_Short task_
Rewrite the items from the start of the items through the line holding "[259,755,299,768]", inclusive, changing "detection assistant" to "localization assistant" and leaving everything else as it is. Give back only those lines.

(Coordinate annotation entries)
☆ ☆ ☆ ☆ ☆

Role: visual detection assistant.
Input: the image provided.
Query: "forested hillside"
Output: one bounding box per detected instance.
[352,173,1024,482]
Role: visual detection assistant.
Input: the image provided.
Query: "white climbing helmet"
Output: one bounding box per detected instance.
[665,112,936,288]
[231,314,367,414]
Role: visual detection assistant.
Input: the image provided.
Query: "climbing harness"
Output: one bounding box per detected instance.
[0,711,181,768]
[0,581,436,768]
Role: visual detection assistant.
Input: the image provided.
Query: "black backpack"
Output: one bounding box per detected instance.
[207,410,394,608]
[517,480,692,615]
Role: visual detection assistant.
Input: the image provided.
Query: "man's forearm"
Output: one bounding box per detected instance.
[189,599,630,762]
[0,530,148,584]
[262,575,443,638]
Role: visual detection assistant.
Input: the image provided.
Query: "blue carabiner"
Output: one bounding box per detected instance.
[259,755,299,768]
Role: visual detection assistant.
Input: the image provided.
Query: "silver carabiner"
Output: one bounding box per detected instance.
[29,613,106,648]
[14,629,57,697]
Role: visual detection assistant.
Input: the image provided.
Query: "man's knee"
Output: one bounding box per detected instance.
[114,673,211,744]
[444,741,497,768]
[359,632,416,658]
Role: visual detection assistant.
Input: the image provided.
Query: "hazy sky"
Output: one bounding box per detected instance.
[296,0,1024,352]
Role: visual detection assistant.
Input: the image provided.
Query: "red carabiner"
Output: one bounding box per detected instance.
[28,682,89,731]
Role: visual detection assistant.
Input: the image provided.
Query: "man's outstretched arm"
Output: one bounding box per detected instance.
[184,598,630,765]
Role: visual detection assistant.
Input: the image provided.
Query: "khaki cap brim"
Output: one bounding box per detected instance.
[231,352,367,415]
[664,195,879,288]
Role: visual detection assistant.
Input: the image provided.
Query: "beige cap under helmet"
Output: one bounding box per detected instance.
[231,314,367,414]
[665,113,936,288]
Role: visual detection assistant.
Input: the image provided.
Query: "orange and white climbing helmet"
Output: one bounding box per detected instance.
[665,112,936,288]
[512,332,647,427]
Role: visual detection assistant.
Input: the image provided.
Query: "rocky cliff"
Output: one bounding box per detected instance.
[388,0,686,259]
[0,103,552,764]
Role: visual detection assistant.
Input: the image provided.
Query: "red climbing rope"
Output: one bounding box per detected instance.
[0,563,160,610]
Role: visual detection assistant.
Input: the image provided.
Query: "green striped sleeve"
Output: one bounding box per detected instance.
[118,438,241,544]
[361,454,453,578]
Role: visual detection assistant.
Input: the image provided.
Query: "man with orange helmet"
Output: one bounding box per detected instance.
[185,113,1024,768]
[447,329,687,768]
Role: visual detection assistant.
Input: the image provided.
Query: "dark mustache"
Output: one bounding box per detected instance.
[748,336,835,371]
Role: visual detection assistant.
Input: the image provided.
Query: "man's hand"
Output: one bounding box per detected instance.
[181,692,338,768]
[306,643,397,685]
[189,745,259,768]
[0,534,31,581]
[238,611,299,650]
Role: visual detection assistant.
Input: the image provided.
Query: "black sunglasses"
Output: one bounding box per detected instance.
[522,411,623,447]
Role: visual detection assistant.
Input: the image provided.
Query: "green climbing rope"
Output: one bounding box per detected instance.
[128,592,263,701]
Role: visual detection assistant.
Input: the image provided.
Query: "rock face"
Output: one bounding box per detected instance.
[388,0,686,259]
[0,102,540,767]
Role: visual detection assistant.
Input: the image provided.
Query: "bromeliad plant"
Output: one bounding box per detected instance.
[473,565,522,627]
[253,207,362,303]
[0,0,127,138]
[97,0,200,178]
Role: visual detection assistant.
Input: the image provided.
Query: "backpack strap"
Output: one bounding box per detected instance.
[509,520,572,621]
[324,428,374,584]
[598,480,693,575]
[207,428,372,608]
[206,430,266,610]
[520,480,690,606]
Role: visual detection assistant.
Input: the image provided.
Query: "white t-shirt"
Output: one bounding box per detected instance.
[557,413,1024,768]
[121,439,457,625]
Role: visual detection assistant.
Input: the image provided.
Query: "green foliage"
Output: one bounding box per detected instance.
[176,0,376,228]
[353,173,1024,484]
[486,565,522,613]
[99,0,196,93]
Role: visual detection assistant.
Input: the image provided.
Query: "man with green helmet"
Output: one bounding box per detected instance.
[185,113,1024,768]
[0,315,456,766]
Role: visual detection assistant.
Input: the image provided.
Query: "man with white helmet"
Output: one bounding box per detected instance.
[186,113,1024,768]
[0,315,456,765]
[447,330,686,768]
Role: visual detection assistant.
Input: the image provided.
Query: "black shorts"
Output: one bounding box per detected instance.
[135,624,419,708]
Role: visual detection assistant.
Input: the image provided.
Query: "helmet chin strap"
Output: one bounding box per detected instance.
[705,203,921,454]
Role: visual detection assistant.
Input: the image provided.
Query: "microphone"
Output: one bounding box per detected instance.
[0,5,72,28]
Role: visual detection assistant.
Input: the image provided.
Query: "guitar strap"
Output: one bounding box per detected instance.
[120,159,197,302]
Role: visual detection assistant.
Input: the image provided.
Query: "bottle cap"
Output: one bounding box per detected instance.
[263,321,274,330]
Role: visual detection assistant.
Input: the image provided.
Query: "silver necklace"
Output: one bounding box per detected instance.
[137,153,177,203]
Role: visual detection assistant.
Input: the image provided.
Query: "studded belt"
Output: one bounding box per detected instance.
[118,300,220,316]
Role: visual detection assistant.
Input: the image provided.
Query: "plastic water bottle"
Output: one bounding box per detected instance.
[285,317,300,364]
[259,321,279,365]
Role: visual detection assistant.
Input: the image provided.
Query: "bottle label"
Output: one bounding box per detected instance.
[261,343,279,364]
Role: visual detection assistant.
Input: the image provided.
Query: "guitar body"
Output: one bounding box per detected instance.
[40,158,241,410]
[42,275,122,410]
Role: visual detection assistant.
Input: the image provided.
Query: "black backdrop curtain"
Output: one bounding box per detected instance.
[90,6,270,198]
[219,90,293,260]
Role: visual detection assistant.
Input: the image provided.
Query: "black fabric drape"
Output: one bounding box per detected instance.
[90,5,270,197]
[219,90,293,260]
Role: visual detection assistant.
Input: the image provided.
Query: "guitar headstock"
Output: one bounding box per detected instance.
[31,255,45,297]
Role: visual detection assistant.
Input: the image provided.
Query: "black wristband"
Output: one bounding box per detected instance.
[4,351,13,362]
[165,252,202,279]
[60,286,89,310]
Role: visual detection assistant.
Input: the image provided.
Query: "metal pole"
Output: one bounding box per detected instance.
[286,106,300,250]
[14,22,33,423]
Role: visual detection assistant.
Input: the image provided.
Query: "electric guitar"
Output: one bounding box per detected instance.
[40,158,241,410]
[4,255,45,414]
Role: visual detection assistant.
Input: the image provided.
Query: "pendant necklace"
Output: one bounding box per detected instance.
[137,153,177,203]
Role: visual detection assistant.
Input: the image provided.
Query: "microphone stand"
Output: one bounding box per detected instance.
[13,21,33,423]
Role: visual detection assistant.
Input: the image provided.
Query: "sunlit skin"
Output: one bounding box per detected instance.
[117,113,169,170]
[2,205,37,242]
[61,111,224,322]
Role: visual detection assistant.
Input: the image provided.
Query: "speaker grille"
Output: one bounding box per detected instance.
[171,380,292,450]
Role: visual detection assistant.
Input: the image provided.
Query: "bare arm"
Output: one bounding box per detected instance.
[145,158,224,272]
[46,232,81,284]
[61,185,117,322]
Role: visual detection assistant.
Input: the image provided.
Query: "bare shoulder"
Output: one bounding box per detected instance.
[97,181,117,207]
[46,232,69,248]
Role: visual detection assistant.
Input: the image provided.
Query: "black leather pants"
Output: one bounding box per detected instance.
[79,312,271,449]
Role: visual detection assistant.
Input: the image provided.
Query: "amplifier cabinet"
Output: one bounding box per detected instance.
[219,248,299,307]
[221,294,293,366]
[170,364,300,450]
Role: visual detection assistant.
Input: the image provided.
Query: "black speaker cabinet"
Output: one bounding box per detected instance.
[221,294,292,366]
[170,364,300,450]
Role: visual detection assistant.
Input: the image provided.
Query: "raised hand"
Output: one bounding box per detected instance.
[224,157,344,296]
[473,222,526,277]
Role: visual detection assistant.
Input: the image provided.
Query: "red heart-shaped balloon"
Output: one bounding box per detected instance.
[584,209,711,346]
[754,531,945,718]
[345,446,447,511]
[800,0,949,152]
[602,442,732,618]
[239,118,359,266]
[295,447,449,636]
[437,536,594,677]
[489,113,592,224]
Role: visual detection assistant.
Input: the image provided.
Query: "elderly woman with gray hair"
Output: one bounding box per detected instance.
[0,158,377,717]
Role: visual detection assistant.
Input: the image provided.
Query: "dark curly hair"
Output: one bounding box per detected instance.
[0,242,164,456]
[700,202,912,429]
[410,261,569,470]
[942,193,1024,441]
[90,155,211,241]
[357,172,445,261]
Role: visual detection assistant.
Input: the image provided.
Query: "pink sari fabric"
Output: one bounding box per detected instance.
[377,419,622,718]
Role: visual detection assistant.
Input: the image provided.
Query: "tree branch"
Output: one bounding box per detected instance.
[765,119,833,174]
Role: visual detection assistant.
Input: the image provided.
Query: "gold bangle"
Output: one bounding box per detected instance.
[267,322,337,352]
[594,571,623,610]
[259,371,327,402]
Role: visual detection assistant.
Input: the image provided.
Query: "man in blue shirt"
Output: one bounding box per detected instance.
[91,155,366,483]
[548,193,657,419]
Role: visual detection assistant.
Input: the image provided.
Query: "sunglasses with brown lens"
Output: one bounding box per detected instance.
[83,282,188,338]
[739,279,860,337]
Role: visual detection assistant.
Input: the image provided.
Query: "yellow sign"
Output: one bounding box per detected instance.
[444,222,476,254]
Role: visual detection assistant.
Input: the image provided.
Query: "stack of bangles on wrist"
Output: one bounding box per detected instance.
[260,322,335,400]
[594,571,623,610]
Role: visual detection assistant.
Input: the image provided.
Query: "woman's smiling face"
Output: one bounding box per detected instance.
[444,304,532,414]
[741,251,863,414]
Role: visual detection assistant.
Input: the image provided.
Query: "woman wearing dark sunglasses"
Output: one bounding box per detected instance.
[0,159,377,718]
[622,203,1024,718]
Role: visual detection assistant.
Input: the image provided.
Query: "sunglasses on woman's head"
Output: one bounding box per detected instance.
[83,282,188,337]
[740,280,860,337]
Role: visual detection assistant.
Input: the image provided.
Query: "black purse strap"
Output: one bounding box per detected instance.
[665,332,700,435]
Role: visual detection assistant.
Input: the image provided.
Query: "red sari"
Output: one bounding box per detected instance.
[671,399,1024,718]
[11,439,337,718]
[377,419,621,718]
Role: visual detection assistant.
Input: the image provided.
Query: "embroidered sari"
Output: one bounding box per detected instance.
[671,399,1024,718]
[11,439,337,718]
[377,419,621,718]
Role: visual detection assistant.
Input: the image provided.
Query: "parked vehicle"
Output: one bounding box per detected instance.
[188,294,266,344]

☆ ☆ ☆ ☆ ☆

_Task solution_
Role: visual localization assistant.
Input: the image provided.
Query: "forested hillside"
Output: one bounding box per detected instance.
[352,173,1024,482]
Role: visual localization assistant.
Input: the image provided.
Query: "white climbing helmet"
Output: one bounding box per detected instance.
[665,112,936,288]
[231,314,367,414]
Role: visual localization assistant.
Input: the image provided.
Query: "climbing harness"
Output: one bounding box per detected instance.
[0,711,181,768]
[0,581,436,768]
Role: visual localization assistant.
Input: the image provided.
Query: "black backpack"
Output: one bounding box per detected instance.
[207,410,394,608]
[517,480,692,615]
Role: visual localization assistant.
Input: the image provided.
Query: "man's forearm"
Output: one bounding box per detected instance.
[189,599,630,762]
[0,530,148,584]
[262,575,443,638]
Role: visual localization assistant.
Input: the image provided.
Query: "blue carabiner"
Output: one bounding box per detected instance.
[259,755,299,768]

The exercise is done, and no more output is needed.